Excerpted text
His illness started about 40 hours after he drank the shigella, when he woke up to cramps and some chills, feeling like he had a "stomach bug." His symptoms quickly progressed into fever, diarrhea, and bloody stool.
"I truly felt like I could not move," Eberts said, saying getting up to go to the bathroom or get his vitals checked required a "herculean effort."
"Every movement in the bathroom, to get up to wash my hands or to grab a paper towel, I would lie back down on the ground and just sit there for five minutes," he said.
Nurses began prescribing him copious liters of rehydration solution, which he described as "sad Gatorade," a salty-sweet water meant designed to keep him functioning, but without any yummy flavor or bright coloring.
He laid down under a pile of blankets, and his fever rose to 103F. After several hours, he was put on IV fluids, and given the antibiotic ciprofloxacin. Within four hours, his condition started to improve, as he went from "death's door" to coherent, lucid, and able to walk and talk "with a little bit of effort."
"I was exhausted and felt miserable, but I didn't feel fear," he said. "I knew this is something I signed up for, and it will pass, and I'm not going to die or anything. But even if I had been just at home and had somehow come across this, I would've been terrified, because it was just awful. And the deterioration was so rapid."
Participants were isolated, and had to bleach the toilet after each use
People with shigellosis can infect others with the bacteria. That meant the study participants had to stay inside and eat alone during this entire 11-12 day study.
Going to the bathroom during the study was a multi-step, 15-minute event involving a special toilet "hat," a nurse, and bleach.

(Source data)
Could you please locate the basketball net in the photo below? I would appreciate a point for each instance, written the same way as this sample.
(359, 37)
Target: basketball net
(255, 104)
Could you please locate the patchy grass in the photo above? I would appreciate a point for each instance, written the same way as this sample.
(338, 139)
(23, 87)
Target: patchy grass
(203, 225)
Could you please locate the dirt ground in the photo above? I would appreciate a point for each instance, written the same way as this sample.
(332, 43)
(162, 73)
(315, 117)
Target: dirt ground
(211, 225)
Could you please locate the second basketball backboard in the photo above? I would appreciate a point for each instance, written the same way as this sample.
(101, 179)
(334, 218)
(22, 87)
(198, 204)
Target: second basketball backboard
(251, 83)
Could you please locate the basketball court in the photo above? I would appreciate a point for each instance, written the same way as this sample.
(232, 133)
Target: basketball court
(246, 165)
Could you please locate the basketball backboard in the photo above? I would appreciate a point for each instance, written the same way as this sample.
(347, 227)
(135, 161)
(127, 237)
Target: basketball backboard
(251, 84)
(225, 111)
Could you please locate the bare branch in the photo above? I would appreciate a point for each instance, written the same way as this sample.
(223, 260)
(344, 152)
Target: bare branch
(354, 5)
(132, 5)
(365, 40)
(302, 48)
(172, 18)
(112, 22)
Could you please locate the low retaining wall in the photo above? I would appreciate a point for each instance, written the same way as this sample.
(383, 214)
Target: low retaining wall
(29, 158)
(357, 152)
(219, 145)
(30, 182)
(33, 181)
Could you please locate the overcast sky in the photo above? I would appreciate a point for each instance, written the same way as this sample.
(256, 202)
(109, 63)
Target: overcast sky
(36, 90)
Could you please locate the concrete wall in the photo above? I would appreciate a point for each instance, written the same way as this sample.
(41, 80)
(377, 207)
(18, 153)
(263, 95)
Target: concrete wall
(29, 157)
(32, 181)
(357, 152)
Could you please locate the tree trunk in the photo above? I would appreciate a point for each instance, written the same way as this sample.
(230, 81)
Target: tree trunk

Task objective
From the excerpt on the shigella study above, list every symptom that his illness started with or progressed into.

Exercise output
- Cramps
- Chills
- Fever
- Diarrhea
- Bloody stool